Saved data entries
════

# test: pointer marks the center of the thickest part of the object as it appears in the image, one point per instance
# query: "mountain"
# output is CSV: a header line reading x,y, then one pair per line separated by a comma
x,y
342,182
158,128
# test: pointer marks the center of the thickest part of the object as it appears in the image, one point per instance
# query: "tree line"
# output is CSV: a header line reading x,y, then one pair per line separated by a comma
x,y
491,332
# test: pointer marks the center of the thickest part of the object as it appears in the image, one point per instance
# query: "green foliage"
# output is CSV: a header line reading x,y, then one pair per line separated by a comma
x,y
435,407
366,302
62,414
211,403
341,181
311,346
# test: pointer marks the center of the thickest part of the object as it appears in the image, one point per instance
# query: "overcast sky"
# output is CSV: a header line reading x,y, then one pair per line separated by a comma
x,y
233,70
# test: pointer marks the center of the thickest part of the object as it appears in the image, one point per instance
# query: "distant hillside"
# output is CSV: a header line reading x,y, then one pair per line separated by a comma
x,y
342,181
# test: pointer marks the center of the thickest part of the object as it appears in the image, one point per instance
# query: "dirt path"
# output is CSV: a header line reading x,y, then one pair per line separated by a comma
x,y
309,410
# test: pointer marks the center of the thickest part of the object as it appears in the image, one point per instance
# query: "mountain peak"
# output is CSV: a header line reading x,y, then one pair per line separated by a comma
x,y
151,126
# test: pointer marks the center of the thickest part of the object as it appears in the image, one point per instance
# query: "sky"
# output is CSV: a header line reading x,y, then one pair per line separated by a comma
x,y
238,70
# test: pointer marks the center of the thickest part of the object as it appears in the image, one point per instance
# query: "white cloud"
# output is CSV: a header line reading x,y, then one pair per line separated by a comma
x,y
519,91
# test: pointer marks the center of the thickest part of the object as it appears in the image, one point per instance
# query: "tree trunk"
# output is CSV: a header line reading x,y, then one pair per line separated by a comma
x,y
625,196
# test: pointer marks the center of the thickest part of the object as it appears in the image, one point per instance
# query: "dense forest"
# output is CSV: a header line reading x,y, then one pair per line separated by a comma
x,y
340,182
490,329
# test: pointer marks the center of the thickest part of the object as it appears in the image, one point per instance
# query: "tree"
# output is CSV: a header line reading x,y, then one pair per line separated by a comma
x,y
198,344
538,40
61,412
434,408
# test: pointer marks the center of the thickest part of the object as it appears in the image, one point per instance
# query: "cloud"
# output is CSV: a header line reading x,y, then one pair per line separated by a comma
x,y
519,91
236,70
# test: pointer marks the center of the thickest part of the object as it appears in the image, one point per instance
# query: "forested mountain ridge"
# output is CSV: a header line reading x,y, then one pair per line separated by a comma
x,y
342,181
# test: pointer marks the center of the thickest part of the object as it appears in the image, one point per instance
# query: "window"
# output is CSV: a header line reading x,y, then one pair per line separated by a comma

════

§ **WHAT YOU SHOULD DO**: Return every line in the rows above that contains the string "tree".

§ **REPLY TO THE EXERCISE**:
# query: "tree line"
# query: "tree trunk"
# query: "tree"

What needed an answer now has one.